- What is required -
Reproduce the data below verbatim from the line containing "Each matching instance of the dry" through its final line, and produce nothing more.

- Records to use -
□ □ □ □ □
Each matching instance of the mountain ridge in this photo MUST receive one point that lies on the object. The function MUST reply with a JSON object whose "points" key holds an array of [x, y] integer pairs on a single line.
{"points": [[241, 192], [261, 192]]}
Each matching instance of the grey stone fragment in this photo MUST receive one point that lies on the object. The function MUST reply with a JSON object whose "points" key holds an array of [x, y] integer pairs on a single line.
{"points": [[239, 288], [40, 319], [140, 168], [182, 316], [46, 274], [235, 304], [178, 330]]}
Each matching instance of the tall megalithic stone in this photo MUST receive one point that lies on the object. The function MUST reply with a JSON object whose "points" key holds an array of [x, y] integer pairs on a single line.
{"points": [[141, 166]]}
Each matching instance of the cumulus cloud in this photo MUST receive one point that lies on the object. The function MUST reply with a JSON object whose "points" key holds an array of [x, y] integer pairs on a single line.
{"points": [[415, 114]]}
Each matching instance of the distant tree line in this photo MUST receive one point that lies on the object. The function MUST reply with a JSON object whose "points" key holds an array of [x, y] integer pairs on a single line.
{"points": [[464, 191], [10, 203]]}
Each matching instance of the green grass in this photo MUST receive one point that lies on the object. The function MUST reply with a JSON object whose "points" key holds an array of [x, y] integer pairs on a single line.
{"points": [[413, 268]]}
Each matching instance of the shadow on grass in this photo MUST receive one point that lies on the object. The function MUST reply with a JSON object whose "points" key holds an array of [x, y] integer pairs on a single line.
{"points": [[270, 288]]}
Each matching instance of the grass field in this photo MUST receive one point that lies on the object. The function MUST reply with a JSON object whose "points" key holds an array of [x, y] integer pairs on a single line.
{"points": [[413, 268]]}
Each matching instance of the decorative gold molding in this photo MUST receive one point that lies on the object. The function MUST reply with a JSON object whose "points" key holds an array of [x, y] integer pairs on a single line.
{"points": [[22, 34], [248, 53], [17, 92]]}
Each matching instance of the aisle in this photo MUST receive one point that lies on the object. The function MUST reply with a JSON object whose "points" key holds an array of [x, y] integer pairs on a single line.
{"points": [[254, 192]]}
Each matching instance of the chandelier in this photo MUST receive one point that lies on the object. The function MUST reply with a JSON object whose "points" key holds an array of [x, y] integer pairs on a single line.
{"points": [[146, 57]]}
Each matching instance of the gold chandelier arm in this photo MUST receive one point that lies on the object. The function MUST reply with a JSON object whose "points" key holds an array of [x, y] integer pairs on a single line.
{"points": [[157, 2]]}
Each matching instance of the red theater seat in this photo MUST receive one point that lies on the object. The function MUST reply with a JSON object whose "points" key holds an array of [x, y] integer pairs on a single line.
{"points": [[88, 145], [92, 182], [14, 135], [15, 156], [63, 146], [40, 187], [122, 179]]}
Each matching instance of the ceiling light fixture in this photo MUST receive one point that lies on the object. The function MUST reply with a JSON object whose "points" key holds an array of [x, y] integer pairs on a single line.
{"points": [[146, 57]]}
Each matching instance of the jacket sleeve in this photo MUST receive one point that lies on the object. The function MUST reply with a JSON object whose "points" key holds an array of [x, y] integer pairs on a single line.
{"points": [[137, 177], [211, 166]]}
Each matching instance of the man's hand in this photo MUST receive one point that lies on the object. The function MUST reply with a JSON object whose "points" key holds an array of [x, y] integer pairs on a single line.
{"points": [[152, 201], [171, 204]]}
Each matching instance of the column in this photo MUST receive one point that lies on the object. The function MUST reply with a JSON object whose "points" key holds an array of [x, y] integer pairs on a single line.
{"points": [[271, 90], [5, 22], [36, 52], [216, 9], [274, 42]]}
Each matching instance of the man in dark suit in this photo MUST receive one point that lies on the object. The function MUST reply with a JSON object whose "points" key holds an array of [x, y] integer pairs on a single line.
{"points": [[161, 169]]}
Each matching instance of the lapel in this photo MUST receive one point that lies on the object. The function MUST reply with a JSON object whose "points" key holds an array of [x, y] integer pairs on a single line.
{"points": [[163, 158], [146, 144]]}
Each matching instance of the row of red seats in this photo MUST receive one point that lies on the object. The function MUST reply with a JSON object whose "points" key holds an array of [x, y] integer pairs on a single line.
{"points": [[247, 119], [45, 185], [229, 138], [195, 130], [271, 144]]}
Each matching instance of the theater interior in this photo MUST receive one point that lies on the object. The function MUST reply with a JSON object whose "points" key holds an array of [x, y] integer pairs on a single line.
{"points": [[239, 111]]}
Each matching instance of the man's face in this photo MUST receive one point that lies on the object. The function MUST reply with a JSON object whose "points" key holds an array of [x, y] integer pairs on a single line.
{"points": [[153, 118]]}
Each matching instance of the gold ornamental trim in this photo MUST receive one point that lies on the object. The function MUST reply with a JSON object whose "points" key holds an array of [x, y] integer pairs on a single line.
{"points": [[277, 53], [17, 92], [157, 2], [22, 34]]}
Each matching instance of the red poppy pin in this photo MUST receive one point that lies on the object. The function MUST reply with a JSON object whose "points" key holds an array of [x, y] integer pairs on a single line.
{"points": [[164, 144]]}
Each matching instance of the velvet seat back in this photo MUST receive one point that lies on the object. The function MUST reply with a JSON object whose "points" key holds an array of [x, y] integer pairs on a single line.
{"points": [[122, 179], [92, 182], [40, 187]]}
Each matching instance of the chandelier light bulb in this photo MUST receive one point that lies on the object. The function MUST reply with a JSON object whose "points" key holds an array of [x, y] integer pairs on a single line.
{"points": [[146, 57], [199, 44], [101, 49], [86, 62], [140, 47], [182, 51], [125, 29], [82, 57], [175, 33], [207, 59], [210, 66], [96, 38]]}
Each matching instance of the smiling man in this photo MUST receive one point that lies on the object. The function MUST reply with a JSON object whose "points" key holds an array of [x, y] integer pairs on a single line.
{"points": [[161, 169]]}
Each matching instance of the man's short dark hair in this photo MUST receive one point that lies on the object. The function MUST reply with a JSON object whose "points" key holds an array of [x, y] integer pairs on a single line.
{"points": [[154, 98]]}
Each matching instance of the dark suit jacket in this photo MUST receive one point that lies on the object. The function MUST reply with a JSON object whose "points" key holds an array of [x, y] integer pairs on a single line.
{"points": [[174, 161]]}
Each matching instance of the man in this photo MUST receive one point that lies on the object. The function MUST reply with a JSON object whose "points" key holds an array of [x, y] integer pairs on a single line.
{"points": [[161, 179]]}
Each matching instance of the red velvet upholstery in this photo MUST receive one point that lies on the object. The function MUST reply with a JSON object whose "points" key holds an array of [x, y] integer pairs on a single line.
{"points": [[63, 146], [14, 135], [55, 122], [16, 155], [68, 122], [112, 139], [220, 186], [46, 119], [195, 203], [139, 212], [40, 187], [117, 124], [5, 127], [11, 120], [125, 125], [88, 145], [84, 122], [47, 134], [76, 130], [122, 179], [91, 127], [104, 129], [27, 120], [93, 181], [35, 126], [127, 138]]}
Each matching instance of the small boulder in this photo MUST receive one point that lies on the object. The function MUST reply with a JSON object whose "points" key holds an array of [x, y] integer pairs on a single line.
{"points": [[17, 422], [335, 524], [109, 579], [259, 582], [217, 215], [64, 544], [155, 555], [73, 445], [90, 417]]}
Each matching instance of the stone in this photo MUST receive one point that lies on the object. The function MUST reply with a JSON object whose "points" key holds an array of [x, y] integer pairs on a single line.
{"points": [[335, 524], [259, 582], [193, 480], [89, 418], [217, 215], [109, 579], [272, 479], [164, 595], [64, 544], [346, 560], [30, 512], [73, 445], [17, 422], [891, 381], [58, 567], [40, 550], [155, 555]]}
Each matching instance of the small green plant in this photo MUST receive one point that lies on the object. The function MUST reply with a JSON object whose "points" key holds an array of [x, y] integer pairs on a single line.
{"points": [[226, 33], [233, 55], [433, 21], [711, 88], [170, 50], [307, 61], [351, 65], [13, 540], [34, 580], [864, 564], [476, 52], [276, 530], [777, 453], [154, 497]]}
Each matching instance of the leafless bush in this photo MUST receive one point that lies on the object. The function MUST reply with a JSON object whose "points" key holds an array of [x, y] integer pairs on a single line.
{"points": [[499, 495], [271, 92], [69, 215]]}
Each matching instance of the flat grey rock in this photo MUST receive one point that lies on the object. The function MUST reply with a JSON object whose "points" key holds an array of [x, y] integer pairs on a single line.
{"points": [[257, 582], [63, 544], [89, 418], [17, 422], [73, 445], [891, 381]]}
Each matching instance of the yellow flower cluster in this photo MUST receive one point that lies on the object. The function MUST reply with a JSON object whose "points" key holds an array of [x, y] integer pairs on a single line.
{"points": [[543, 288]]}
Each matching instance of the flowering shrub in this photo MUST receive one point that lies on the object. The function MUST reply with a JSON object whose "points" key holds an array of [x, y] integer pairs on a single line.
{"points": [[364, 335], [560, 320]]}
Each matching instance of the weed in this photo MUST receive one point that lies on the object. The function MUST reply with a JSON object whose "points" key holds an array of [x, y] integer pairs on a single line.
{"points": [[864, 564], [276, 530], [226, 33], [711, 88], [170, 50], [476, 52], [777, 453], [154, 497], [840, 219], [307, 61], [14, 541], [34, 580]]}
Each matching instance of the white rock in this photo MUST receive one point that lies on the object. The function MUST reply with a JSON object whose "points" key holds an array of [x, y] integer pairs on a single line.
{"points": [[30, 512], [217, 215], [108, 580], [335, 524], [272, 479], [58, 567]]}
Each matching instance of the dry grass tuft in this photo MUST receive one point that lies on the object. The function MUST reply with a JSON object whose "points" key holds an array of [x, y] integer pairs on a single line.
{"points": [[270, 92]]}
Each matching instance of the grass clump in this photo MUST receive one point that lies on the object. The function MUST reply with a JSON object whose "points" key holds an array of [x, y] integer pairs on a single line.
□ □ □ □ □
- Result -
Each matching instance of the dry grass tuft in this photo MUST receive one point that lies on the object. The function MUST reply with a JSON object whose "points" key holds an array of [x, y] integer pairs on a single line.
{"points": [[270, 92]]}
Each matching instance of the grass clump in this photo MUST receive one point that lies on the object. The function MUST reply with a JSON object whose "points" key holds an array of [x, y] integer pairs on a single line.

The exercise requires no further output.